### Record list ###

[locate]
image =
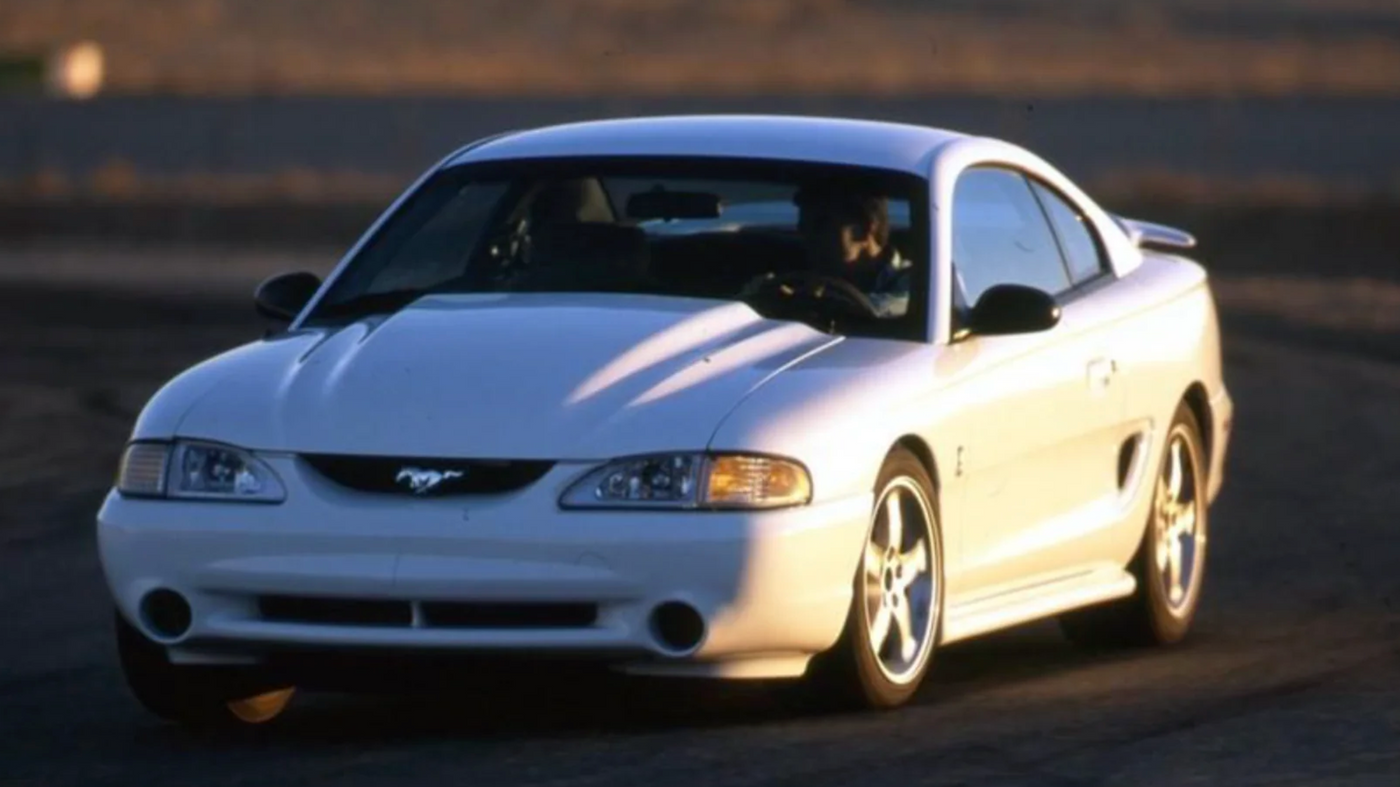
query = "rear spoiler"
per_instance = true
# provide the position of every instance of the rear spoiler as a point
(1148, 234)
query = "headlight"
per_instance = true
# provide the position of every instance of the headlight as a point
(692, 481)
(199, 471)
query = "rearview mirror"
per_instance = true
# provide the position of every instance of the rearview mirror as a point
(283, 296)
(1012, 308)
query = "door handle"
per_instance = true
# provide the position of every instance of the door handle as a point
(1101, 373)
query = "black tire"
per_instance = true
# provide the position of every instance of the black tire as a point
(1148, 618)
(202, 698)
(850, 675)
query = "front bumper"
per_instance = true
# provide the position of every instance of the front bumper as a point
(772, 588)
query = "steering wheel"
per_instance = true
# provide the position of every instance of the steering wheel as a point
(811, 286)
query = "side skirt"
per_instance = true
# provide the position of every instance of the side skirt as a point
(1022, 605)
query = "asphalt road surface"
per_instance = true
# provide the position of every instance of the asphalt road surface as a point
(1292, 675)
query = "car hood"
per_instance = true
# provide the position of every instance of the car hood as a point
(508, 377)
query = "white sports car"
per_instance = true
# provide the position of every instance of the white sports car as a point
(713, 397)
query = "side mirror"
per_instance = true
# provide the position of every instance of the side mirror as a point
(282, 297)
(1012, 308)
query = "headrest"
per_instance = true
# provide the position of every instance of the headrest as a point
(591, 248)
(583, 199)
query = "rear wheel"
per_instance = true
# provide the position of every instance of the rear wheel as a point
(195, 696)
(896, 611)
(1169, 566)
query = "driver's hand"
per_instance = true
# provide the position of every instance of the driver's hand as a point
(756, 284)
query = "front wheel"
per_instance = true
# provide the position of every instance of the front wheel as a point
(1169, 566)
(896, 611)
(195, 696)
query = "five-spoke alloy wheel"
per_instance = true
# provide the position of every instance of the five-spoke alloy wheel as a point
(1171, 562)
(896, 609)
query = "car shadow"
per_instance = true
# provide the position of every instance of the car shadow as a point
(580, 702)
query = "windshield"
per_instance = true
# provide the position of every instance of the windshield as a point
(840, 248)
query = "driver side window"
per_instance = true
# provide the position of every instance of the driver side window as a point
(1001, 237)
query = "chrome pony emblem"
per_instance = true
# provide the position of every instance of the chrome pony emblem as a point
(422, 482)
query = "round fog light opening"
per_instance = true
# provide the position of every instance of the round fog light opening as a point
(678, 626)
(165, 614)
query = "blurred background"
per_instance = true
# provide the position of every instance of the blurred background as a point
(175, 151)
(160, 157)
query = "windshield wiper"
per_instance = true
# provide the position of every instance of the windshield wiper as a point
(368, 304)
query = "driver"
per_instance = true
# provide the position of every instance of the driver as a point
(846, 234)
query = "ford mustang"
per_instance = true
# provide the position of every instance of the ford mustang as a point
(717, 397)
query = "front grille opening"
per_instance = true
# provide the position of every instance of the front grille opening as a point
(427, 476)
(335, 611)
(479, 615)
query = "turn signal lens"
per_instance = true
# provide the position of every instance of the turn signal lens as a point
(692, 481)
(142, 472)
(756, 482)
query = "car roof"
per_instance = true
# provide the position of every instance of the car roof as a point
(835, 140)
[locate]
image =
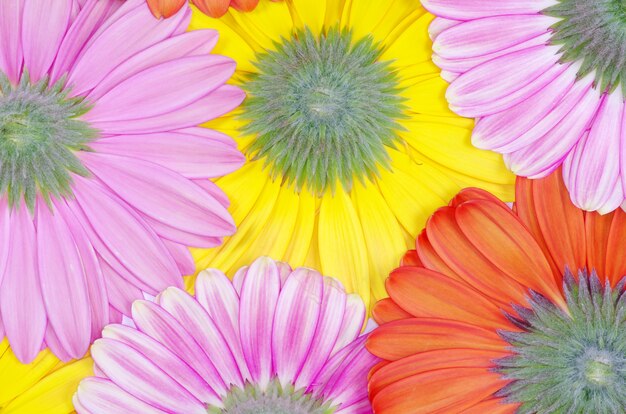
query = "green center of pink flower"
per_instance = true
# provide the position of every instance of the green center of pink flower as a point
(593, 32)
(275, 399)
(569, 362)
(39, 135)
(323, 109)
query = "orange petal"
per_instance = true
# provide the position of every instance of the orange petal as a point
(244, 5)
(468, 194)
(395, 371)
(498, 234)
(597, 229)
(464, 259)
(562, 224)
(213, 8)
(165, 8)
(493, 406)
(450, 391)
(411, 258)
(386, 310)
(431, 259)
(399, 339)
(616, 249)
(424, 293)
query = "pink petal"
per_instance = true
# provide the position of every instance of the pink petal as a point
(44, 24)
(473, 9)
(127, 237)
(11, 54)
(190, 314)
(121, 292)
(218, 297)
(21, 303)
(489, 35)
(217, 103)
(98, 395)
(193, 156)
(160, 325)
(345, 375)
(548, 151)
(162, 194)
(499, 77)
(328, 328)
(135, 373)
(162, 88)
(352, 323)
(501, 131)
(295, 322)
(259, 295)
(91, 16)
(96, 289)
(162, 357)
(182, 256)
(196, 43)
(63, 282)
(117, 42)
(594, 163)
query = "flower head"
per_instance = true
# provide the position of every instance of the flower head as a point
(349, 142)
(526, 306)
(103, 172)
(274, 340)
(546, 80)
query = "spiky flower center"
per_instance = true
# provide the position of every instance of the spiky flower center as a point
(39, 134)
(275, 399)
(569, 362)
(593, 32)
(323, 109)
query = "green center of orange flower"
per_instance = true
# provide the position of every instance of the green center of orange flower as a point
(569, 362)
(323, 109)
(275, 399)
(594, 33)
(39, 134)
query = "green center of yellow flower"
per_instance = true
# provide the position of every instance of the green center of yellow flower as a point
(275, 399)
(39, 134)
(569, 362)
(593, 32)
(323, 109)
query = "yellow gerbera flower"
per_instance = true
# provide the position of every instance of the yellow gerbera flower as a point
(349, 139)
(46, 385)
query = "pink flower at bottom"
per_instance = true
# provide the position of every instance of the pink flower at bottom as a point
(104, 174)
(273, 340)
(546, 80)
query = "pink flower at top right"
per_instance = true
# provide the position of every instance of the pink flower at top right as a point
(546, 81)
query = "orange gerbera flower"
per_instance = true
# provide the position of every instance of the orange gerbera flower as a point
(503, 311)
(213, 8)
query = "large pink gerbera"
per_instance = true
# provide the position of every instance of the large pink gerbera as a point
(546, 80)
(102, 170)
(272, 341)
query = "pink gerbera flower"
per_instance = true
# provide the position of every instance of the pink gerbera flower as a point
(272, 341)
(546, 80)
(102, 170)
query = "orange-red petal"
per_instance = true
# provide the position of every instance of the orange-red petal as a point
(401, 338)
(424, 293)
(165, 8)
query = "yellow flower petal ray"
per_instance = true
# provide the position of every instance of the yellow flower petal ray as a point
(359, 236)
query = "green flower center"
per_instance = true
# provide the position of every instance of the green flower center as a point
(39, 134)
(323, 109)
(569, 362)
(274, 400)
(594, 33)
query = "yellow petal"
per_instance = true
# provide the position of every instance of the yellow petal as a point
(383, 235)
(343, 252)
(53, 394)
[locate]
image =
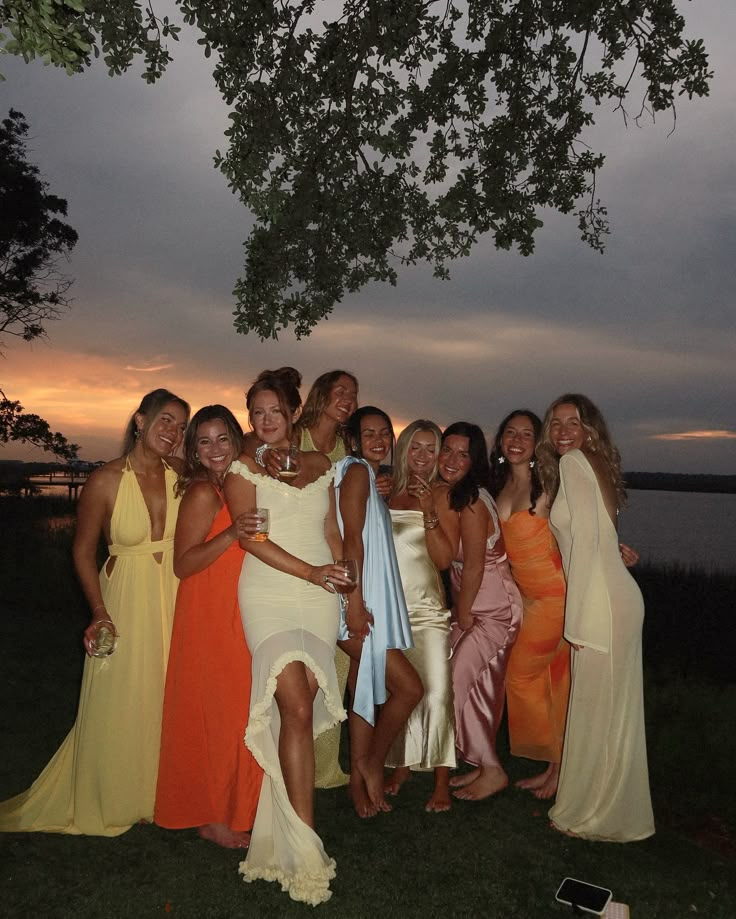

###

Given request: Gather every line in the records above that contains the string "lens".

Output of the task:
query = "turn signal lens"
# provide the position of every instance of the turn signal lens as a point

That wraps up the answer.